• **What you will do**
Copy the records from the line with "Someone flagged yellow bag" through the end of the records, putting "marked" in place of "flagged" and leaving everything else unchanged.

• **Information provided**

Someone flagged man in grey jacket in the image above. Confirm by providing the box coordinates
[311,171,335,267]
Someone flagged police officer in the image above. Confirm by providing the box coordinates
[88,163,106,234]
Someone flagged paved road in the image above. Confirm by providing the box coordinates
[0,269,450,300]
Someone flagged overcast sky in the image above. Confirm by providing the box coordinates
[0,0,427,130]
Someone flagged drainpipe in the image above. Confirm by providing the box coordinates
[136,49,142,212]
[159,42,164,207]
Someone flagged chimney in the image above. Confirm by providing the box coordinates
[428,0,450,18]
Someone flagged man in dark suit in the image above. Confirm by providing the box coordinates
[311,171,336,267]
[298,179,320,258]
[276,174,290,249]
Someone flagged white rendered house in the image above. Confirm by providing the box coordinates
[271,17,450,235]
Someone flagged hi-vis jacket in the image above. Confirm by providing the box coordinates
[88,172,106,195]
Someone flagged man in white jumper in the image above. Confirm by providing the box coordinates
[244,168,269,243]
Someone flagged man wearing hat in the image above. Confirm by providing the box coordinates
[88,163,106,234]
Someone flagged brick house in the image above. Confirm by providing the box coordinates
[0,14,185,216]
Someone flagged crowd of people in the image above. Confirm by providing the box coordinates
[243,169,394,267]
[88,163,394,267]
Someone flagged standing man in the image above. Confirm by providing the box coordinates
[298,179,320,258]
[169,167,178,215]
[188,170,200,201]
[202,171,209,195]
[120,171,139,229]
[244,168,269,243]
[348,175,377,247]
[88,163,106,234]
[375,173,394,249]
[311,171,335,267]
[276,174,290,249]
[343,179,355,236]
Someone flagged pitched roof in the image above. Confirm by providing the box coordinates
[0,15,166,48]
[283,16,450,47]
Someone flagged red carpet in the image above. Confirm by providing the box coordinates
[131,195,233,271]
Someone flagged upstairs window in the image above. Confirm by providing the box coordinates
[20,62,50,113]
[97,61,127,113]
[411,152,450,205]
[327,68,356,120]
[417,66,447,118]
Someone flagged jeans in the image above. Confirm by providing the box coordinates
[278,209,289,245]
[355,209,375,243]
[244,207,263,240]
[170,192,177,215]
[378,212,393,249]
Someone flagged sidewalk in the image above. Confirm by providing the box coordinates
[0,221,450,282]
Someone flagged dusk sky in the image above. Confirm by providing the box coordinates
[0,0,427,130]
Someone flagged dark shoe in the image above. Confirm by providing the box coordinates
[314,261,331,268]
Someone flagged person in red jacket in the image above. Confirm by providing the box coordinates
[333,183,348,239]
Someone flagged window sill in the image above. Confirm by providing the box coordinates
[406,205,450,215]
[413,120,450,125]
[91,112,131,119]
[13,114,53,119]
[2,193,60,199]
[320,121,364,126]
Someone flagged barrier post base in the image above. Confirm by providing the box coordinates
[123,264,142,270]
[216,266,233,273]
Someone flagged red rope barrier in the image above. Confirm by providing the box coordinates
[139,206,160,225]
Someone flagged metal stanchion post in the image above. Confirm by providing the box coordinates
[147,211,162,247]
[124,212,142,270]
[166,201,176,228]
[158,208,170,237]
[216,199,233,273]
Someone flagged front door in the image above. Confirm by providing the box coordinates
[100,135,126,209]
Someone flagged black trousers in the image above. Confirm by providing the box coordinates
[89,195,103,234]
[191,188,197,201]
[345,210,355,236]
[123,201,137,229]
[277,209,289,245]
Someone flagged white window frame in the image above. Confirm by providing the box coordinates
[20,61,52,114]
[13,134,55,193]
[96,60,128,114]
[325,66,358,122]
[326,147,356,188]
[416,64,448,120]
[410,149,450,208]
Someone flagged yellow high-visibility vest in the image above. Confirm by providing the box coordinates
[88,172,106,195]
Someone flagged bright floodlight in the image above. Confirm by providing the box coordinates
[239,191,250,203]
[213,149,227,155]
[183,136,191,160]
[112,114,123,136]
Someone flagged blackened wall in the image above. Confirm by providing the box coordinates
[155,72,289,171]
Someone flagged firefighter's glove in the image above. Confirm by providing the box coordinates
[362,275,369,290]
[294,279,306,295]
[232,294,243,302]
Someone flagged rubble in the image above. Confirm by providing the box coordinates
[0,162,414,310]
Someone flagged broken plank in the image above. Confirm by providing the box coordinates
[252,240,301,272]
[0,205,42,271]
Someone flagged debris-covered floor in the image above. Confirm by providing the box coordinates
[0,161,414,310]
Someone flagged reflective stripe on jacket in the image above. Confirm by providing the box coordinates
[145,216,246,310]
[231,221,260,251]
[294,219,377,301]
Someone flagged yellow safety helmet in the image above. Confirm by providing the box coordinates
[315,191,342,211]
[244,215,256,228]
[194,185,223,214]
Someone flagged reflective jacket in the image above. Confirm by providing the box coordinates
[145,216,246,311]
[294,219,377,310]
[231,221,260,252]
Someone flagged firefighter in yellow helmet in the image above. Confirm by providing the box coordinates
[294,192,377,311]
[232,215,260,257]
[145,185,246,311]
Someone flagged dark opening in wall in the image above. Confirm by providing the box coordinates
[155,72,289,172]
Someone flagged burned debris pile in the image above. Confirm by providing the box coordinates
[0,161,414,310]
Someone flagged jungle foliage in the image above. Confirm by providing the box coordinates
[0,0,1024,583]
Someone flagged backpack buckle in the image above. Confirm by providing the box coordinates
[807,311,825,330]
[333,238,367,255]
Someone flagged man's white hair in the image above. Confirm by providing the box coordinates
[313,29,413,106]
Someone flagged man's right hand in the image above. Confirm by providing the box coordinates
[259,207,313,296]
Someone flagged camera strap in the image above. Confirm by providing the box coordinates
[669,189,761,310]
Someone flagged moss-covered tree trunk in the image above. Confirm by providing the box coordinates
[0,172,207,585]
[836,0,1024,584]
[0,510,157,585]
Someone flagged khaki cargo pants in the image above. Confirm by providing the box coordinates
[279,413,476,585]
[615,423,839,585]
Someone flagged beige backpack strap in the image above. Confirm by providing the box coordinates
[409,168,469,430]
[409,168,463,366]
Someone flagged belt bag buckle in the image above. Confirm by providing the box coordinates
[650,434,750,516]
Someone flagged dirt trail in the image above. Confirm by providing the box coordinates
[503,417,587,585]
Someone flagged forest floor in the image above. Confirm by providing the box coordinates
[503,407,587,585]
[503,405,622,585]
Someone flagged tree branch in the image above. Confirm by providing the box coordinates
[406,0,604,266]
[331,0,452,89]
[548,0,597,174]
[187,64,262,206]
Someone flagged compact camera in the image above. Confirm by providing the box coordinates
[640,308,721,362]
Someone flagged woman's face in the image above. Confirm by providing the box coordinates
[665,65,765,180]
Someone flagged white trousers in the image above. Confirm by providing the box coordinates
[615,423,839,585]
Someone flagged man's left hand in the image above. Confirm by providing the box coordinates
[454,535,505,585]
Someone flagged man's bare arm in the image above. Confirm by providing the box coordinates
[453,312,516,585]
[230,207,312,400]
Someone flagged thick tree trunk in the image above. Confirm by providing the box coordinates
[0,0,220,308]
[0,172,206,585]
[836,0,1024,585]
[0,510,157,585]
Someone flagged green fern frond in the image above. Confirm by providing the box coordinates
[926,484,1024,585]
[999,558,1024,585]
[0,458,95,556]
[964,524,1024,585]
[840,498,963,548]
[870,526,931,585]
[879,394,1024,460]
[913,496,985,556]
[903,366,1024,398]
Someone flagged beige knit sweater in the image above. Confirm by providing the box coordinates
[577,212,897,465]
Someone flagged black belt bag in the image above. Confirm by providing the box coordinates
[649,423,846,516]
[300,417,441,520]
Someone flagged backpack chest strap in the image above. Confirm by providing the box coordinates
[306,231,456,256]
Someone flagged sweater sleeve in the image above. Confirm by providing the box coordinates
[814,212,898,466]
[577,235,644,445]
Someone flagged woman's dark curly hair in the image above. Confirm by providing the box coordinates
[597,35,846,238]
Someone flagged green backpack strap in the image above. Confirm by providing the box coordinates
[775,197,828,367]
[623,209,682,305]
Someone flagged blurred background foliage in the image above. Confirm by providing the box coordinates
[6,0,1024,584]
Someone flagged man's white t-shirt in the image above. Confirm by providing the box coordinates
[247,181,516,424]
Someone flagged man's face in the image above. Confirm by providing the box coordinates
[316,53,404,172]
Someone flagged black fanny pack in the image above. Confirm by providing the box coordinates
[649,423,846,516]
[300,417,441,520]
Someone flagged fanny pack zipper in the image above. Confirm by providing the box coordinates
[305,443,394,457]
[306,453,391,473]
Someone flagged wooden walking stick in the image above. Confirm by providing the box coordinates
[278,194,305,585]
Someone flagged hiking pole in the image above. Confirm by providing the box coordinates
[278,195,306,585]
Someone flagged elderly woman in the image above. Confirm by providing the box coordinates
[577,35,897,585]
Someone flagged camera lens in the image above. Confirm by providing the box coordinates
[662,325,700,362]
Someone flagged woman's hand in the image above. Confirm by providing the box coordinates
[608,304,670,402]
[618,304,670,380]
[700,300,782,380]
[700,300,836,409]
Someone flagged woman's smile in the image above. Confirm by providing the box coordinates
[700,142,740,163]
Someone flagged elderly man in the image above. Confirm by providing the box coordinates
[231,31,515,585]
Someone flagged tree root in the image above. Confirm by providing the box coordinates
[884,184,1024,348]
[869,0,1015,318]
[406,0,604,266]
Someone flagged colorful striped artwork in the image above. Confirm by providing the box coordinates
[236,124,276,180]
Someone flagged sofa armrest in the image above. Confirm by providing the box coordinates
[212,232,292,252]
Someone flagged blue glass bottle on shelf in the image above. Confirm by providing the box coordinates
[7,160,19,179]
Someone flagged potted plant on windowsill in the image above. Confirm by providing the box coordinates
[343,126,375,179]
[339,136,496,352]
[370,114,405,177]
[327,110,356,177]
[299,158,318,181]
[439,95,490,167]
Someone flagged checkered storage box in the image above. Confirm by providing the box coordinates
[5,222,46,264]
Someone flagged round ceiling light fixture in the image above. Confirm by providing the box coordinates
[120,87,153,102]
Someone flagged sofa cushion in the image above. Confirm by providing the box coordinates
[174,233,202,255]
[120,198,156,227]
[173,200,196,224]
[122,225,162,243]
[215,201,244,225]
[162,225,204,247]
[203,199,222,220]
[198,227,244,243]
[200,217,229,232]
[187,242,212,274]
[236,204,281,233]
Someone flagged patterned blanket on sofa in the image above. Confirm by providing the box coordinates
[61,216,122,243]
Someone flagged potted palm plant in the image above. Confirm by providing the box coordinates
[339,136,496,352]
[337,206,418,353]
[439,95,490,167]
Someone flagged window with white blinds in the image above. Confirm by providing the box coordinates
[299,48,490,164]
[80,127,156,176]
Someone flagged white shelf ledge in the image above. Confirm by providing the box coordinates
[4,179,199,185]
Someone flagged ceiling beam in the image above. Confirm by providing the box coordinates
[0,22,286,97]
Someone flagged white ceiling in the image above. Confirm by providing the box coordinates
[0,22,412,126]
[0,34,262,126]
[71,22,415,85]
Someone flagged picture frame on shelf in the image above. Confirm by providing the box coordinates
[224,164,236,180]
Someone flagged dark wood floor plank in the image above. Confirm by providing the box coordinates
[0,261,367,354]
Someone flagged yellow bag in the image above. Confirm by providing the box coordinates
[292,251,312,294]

• **Problem solution**
Someone marked yellow bag in the image above. Confirm by providing the box coordinates
[292,251,312,294]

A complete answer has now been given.